Using the line that has "Target: police officer in blue uniform" as the starting point, print each line to the end of the material below word for word. Add no other lines.

'''

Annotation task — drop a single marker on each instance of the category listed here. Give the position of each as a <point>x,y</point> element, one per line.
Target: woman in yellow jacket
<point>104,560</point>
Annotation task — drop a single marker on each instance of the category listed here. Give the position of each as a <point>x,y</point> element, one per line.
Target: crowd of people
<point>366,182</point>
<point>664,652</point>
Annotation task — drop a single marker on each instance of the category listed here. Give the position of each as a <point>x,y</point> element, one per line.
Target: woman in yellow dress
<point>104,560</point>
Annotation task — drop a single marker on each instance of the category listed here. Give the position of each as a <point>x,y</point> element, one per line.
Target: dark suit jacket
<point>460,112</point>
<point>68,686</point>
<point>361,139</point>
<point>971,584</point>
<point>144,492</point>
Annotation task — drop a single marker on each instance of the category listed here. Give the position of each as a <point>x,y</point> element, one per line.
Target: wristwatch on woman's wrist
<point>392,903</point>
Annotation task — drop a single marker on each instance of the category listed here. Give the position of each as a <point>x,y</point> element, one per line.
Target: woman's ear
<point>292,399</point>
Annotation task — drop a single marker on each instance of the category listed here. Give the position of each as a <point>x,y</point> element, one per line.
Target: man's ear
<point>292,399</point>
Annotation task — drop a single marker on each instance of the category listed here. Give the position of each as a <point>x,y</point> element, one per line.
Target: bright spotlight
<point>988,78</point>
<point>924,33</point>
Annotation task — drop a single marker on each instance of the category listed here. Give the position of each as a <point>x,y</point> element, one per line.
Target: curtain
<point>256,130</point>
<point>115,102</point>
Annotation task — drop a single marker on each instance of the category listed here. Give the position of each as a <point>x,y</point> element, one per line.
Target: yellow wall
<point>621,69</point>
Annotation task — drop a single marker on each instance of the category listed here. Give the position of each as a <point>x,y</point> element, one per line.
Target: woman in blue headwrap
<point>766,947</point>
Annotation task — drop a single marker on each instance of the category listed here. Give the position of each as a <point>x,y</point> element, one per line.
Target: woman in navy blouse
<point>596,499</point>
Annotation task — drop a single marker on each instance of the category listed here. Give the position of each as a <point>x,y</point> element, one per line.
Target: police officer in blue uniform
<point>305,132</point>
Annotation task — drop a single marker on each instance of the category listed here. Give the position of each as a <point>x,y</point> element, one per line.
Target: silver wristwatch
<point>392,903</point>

'''

- Response:
Target: police officer in blue uniform
<point>305,132</point>
Annotation task — drop a single marker on each instance of the category listed here. Give the position of each as a <point>x,y</point> element, one per line.
Target: silver wristwatch
<point>392,903</point>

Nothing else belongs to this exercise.